┌──
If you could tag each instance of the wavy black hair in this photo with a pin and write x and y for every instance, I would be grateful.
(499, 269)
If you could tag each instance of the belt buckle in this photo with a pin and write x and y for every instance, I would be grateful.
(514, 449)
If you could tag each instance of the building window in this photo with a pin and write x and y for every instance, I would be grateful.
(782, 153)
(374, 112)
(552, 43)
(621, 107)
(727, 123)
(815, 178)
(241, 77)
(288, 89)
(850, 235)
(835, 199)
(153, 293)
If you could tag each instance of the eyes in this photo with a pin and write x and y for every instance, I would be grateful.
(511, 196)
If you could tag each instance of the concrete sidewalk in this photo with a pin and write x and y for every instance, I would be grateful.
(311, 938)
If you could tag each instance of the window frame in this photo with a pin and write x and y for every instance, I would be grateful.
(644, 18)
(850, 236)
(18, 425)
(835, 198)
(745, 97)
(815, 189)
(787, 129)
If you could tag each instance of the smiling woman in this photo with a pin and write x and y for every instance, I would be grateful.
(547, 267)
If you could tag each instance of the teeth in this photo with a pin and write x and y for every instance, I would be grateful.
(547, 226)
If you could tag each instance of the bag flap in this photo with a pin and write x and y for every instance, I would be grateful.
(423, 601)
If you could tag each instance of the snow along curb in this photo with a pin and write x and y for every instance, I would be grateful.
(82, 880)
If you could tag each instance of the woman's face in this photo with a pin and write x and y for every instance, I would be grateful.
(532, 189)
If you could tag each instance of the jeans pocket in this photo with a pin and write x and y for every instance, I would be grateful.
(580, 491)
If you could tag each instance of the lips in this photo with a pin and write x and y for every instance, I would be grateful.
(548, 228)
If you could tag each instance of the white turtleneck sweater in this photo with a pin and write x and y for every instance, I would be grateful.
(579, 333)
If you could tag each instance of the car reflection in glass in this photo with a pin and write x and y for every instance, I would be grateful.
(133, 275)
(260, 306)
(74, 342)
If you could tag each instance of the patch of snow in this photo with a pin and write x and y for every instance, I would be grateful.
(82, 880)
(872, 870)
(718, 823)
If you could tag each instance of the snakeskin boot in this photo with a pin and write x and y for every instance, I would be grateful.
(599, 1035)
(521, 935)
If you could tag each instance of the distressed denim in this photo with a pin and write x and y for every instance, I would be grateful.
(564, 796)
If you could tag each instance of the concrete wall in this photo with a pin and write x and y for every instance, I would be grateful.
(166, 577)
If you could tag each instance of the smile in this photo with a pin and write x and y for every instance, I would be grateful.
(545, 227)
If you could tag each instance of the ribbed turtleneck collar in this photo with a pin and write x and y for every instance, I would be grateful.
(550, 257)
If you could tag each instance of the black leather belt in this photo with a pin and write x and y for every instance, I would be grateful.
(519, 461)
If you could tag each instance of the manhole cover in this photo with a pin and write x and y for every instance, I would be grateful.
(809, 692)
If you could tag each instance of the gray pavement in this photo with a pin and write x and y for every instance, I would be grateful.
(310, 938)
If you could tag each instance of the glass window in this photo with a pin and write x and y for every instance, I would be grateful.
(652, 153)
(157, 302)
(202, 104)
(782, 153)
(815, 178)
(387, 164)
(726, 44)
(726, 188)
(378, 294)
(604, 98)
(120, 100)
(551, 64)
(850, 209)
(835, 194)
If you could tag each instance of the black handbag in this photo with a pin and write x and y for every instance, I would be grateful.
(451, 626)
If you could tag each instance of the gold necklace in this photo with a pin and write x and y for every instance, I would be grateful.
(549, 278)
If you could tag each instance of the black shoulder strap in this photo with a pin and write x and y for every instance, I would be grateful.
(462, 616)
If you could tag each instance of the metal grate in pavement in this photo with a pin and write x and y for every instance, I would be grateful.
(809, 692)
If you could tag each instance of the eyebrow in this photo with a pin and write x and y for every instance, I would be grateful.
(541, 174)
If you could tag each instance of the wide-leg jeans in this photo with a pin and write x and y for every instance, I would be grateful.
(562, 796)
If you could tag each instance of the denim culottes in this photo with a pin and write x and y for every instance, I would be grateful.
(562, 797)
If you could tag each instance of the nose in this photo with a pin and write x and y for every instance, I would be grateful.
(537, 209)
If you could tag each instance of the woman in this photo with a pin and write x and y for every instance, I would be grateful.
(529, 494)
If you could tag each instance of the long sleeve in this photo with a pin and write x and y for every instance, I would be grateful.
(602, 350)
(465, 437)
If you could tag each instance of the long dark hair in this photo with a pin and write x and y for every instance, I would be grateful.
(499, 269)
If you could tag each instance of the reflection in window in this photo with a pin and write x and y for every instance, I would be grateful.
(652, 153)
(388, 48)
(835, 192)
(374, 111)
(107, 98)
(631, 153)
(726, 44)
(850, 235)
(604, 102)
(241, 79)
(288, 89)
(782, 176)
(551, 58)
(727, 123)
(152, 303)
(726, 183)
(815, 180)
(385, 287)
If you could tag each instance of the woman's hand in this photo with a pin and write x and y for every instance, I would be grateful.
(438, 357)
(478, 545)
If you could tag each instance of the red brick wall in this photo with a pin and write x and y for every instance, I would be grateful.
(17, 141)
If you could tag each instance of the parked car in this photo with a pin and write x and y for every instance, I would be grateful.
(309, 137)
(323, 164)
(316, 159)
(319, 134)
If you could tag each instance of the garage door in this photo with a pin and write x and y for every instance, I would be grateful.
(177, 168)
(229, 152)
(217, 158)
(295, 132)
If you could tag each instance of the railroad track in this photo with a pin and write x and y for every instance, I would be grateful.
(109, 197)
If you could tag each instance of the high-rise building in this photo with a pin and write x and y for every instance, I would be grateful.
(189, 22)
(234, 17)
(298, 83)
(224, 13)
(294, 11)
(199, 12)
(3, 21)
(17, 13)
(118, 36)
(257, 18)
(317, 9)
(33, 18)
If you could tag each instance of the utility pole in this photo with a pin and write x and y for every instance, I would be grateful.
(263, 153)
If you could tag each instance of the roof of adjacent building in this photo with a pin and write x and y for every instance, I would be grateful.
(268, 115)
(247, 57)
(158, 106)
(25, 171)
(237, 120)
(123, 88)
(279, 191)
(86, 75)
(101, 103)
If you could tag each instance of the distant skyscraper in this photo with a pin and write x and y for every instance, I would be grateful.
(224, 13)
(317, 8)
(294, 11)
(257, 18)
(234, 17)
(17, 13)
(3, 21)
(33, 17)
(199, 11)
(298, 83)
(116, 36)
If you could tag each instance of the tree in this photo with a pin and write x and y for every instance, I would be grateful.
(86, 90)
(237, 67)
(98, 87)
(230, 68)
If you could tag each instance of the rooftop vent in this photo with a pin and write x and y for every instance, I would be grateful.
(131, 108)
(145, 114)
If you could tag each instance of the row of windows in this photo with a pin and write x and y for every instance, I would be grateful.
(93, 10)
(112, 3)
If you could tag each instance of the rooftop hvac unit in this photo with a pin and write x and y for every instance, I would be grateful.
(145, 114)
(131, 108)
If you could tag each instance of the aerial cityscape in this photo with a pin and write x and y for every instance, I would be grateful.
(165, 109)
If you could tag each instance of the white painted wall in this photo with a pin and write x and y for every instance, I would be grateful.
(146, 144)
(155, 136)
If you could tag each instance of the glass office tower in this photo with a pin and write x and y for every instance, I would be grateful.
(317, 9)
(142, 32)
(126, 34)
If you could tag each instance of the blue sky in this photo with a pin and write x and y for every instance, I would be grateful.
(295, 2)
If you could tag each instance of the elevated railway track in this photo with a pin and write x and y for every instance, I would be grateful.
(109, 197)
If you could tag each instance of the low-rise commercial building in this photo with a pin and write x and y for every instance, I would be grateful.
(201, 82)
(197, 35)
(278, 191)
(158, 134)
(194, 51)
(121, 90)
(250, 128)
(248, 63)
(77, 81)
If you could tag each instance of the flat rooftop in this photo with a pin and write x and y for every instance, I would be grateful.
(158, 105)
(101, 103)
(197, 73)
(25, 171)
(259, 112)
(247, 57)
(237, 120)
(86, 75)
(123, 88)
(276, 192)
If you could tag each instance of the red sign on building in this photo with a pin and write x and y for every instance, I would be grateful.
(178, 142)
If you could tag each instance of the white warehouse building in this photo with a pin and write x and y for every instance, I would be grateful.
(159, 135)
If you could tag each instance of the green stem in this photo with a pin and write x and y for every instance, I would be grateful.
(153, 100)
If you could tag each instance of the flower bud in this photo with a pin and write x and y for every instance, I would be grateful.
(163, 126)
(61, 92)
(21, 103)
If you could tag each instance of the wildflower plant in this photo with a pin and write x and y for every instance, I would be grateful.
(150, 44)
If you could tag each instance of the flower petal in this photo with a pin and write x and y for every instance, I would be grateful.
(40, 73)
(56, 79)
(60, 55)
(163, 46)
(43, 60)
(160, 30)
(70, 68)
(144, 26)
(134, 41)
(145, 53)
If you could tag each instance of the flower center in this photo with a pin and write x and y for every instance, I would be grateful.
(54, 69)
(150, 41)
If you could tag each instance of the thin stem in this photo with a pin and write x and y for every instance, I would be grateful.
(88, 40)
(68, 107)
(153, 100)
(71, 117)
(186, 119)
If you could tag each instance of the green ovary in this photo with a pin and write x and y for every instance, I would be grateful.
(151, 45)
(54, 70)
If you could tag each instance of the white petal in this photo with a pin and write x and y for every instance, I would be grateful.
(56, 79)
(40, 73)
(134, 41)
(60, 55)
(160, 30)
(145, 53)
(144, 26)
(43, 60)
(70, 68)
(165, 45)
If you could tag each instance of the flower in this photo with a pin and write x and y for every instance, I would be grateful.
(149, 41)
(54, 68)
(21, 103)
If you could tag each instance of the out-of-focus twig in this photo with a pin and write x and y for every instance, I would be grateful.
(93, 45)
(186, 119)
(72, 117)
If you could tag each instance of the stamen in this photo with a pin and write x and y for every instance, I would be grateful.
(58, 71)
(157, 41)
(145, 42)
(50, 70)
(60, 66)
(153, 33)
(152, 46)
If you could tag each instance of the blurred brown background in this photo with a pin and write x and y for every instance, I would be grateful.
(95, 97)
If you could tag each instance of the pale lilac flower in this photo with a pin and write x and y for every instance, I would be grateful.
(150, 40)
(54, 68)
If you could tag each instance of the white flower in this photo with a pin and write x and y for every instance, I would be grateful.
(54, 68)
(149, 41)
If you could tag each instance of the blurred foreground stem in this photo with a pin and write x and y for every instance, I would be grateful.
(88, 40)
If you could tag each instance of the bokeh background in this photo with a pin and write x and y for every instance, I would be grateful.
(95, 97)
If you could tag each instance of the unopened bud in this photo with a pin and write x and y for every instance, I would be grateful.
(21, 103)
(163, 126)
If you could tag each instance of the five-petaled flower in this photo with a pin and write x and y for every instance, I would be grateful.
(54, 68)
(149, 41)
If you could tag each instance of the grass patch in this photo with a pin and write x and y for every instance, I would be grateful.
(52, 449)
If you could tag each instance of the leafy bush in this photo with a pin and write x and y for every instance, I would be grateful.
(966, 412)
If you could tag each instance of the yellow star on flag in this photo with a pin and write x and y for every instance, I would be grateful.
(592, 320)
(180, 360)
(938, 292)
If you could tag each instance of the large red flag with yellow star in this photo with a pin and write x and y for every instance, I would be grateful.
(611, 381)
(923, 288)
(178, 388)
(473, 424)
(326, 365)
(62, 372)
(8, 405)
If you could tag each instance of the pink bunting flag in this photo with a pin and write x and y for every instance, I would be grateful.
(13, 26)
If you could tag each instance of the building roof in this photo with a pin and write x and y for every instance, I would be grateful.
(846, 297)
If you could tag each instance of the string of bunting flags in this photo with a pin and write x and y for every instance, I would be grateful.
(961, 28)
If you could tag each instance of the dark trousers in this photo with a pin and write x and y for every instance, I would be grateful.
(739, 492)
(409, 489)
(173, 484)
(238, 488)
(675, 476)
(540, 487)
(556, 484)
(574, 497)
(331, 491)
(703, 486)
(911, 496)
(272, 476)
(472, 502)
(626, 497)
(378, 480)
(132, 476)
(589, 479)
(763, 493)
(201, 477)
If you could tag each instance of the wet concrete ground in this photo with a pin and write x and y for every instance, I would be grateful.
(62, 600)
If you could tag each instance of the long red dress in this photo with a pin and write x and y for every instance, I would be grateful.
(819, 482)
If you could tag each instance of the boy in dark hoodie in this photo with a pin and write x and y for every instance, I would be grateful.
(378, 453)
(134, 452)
└──
AIM OF THE TASK:
Return exactly the lines from the one containing "If you could tag each instance of the large" to the last line of the data, and nothing more.

TASK ANSWER:
If you could tag each instance of the large red flag with yellow star in this photo with a pin and write x and y for every instance, I would be grateful.
(611, 381)
(923, 288)
(178, 388)
(473, 424)
(326, 365)
(62, 372)
(8, 405)
If you could tag each instance of the pink bunting flag in this photo with a pin and write x and y for every instance, I would be grateful.
(13, 26)
If you could tag each instance of the building roof in this photo with a pin and write x and y for every instance, I would be grateful.
(846, 297)
If you could tag each instance of the string of bunting flags in this photo with a pin and write x and y for every instance, I would be grateful.
(961, 28)
If you could tag each instance of the dark trousers in this photo with a pin and write x and y for every instance, I would be grateful.
(739, 492)
(409, 489)
(173, 484)
(238, 488)
(675, 476)
(540, 487)
(556, 484)
(574, 497)
(331, 491)
(703, 486)
(911, 496)
(272, 476)
(472, 502)
(626, 497)
(378, 480)
(132, 476)
(589, 479)
(763, 493)
(201, 477)
If you could tag each instance of the wet concrete ground in this photo with a pin and write x and y for every instance, I would be grateful.
(62, 600)
If you could tag each instance of the long red dress in this photo with a pin and write x and y for every instance, I would be grateful.
(819, 482)
If you could tag each instance of the boy in dark hoodie in this photo with a pin and write x and y for every instance, I would be grateful.
(378, 453)
(134, 452)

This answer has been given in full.